START Page extract
So, find a way around the obstacle, like a river running downhill. If you train your mind to look without judgement, eventually there won't even be an obstacle to go around. This is like Neo in the Matrix when he comes upon the little boy who is bending spoons...as Neo tries to bend the spoon with will power, the little boy tells him, 'do not try to bend the spoon. This is impossible. Instead, only try and realize the truth.'
Neo: 'What truth?'
Little boy: 'There is no spoon (obstacle) Then you'll see it is not the spoon that bends, only yourself.'
You will need to bend, or change the way you think, and in this instance that means changing the default position of your mind from judgement to non-judgement....the belief that there even is an obstacle, a problem to be judged (weight, eating, lack of self-control). Without judgement the problem will disappear. It seems impossible to your present thinking, but give the 'success' of your present thinking, you would want a solution outside your present system. This way of thinking is paradox, but that's why it works...because it's the complete opposite of that which doesn't work and has never worked.
Later in the movie, Neo is taught this same idea again:
Neo: 'What are you trying to tell me? That I can dodge bullets (obstacles)?'
Morpheus: 'No Neo. I'm telling you that when you're ready, you won't have to.'
Initally it means little to him. It's only later that, through patience, that he finally gets it, and it's the crescendo of the movie. 'Neo awakens.' Neo gets it. Neo is in charge. Where before he was a slave, he has learned to think differently. He remembers he's the boss. He's the puppet master. He's the cause.
END Page extract
START Supplied data
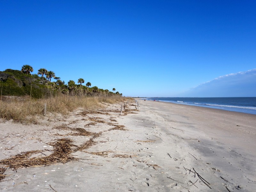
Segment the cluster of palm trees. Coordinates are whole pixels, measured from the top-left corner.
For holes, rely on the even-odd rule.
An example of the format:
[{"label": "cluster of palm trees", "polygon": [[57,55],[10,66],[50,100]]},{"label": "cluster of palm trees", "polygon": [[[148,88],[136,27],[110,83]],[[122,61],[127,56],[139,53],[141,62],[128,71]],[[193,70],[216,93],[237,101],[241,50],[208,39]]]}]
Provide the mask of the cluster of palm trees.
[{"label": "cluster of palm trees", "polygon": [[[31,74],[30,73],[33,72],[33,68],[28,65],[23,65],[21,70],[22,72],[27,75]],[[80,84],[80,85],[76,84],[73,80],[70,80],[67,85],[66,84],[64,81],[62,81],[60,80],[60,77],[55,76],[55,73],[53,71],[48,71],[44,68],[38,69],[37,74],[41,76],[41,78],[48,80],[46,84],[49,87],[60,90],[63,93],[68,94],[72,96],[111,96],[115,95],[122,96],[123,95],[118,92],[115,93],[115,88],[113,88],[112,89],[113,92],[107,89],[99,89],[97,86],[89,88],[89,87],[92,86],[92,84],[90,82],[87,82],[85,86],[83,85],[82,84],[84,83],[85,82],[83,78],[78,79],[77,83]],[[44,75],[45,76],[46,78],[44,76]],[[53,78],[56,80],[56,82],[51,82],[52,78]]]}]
END Supplied data
START Supplied data
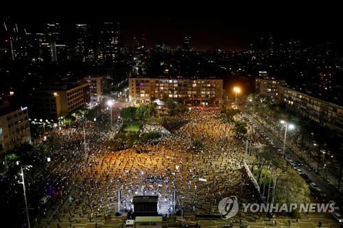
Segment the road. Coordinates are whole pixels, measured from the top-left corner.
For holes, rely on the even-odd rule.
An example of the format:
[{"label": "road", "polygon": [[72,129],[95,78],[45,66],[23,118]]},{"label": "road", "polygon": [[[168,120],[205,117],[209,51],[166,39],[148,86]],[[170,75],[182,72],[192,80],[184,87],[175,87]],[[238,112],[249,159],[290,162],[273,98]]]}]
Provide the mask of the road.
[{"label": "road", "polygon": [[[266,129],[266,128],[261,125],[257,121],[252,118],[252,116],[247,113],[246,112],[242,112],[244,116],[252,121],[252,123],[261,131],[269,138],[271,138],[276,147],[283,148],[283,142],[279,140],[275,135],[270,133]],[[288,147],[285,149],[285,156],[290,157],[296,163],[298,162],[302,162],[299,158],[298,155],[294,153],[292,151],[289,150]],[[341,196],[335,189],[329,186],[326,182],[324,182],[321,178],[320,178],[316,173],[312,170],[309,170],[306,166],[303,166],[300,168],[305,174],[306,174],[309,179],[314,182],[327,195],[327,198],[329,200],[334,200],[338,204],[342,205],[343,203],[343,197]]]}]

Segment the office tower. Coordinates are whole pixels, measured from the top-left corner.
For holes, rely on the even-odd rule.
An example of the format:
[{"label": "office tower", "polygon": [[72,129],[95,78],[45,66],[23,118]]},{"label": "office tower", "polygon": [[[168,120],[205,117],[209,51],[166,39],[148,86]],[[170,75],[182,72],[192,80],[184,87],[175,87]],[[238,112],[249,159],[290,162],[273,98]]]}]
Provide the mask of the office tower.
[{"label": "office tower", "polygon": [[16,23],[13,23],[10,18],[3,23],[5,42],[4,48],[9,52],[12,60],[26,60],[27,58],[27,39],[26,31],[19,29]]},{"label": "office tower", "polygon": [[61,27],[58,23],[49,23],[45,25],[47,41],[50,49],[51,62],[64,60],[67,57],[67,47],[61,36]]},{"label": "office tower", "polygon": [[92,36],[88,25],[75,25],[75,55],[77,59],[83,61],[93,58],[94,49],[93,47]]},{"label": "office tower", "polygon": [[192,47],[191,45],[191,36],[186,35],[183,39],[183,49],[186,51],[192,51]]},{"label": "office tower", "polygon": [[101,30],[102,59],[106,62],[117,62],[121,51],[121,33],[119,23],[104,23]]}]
END Supplied data
Problem 1 ::
In the Matrix passage, what does the little boy tell Neo to try to do instead of bending the spoon?
Problem 2 ::
Rewrite the paragraph of the Matrix passage that begins "You will need to bend" more briefly, keeping its main facts.
The items come from a separate source unrelated to the Matrix passage.

Answer section 1 ::
Only try and realize the truth.

Answer section 2 ::
You must change how you think by shifting your mind's default position from judgement to non-judgement. That includes dropping the belief that there is an obstacle or problem to judge, such as weight, eating or lack of self-control. Without judgement the problem disappears. This seems impossible to your present thinking, but the solution has to come from outside your present system. The paradox works because it is the complete opposite of what has never worked.